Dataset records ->
----------------------------------------
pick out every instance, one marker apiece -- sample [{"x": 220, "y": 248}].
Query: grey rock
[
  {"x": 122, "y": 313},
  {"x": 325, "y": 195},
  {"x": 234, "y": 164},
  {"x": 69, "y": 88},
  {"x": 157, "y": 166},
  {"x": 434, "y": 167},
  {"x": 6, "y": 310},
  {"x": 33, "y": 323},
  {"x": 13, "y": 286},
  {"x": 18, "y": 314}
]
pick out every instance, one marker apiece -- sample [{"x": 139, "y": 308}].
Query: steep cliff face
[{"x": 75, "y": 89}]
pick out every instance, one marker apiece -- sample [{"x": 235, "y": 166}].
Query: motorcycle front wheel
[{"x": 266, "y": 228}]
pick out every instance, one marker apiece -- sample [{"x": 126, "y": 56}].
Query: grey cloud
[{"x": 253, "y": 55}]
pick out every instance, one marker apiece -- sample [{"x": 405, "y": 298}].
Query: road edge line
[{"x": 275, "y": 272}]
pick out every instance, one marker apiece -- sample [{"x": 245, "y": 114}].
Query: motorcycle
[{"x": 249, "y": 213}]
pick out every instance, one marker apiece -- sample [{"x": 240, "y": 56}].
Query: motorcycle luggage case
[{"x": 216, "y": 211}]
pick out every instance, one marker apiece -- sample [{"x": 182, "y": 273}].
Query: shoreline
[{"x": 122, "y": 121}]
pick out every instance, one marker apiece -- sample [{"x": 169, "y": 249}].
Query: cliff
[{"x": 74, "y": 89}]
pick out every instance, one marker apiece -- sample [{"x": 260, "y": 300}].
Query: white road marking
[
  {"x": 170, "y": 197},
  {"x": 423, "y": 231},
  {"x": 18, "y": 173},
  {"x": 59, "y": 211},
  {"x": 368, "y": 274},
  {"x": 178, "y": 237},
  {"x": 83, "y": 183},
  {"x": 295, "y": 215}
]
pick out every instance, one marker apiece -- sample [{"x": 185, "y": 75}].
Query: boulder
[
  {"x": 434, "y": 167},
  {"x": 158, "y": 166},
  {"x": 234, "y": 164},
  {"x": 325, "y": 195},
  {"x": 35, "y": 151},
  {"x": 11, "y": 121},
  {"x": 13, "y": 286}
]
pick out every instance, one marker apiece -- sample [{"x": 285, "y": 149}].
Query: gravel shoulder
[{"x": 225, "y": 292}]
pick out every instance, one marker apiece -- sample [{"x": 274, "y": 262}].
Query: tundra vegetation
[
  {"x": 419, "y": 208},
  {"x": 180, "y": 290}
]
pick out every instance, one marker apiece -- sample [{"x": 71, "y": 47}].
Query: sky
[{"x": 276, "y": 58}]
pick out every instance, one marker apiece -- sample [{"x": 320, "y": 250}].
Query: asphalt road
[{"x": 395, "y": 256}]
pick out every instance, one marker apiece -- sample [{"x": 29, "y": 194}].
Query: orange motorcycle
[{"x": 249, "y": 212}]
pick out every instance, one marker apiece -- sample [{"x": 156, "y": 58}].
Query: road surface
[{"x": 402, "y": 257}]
----------------------------------------
TASK STATEMENT -> Each of the records shown above needs to be repeated exactly.

COMPLETED TASK ->
pick out every instance, one marker apiece -- sample [{"x": 220, "y": 248}].
Query: grey rock
[
  {"x": 122, "y": 313},
  {"x": 325, "y": 195},
  {"x": 234, "y": 164},
  {"x": 69, "y": 88},
  {"x": 157, "y": 166},
  {"x": 434, "y": 167},
  {"x": 6, "y": 310},
  {"x": 33, "y": 323},
  {"x": 13, "y": 286},
  {"x": 18, "y": 314}
]
pick out every instance, one marker apiece -- sample [{"x": 139, "y": 308}].
Query: steep cliff face
[{"x": 75, "y": 89}]
pick out every instance, one marker apiece -- sample [{"x": 235, "y": 166}].
Query: motorcycle front wheel
[{"x": 266, "y": 228}]
pick out every instance, one marker apiece -- sample [{"x": 126, "y": 56}].
Query: grey cloud
[{"x": 253, "y": 55}]
pick out every instance, one marker apiece -- sample [{"x": 405, "y": 298}].
Query: road edge line
[{"x": 275, "y": 272}]
pick out every instance, one marker apiece -- sample [{"x": 245, "y": 114}].
Query: motorcycle
[{"x": 249, "y": 213}]
pick out every instance, one marker apiece -- sample [{"x": 240, "y": 56}].
Query: motorcycle luggage case
[{"x": 216, "y": 211}]
pick out every instance, one marker apiece -- sample [{"x": 182, "y": 273}].
Query: shoreline
[{"x": 122, "y": 121}]
pick out every instance, one marker apiece -- sample [{"x": 169, "y": 249}].
Query: cliff
[{"x": 74, "y": 89}]
pick out every instance, one marker apiece -- sample [{"x": 260, "y": 300}].
Query: white road marking
[
  {"x": 170, "y": 197},
  {"x": 423, "y": 231},
  {"x": 18, "y": 173},
  {"x": 59, "y": 211},
  {"x": 368, "y": 274},
  {"x": 178, "y": 237},
  {"x": 83, "y": 183},
  {"x": 295, "y": 215}
]
pick out every instance, one marker apiece -- sample [{"x": 185, "y": 75}].
Query: boulder
[
  {"x": 434, "y": 167},
  {"x": 158, "y": 166},
  {"x": 234, "y": 164},
  {"x": 325, "y": 195},
  {"x": 35, "y": 151},
  {"x": 11, "y": 121},
  {"x": 13, "y": 286}
]
pick out every instance, one marker apiece -- sample [{"x": 285, "y": 149}].
Query: gravel shoulder
[{"x": 225, "y": 292}]
pick out every instance, one marker apiece -- sample [{"x": 274, "y": 262}].
Query: tundra vegetation
[
  {"x": 419, "y": 208},
  {"x": 180, "y": 290}
]
pick out every instance, one marker apiece -- sample [{"x": 71, "y": 47}].
Query: sky
[{"x": 276, "y": 58}]
pick out every instance, one marker apiece -- sample [{"x": 320, "y": 250}].
Query: asphalt road
[{"x": 395, "y": 256}]
pick out every instance, one marker apiece -- sample [{"x": 29, "y": 194}].
Query: orange motorcycle
[{"x": 249, "y": 212}]
pick out every instance, one marker apiece -- sample [{"x": 156, "y": 58}].
Query: road surface
[{"x": 402, "y": 257}]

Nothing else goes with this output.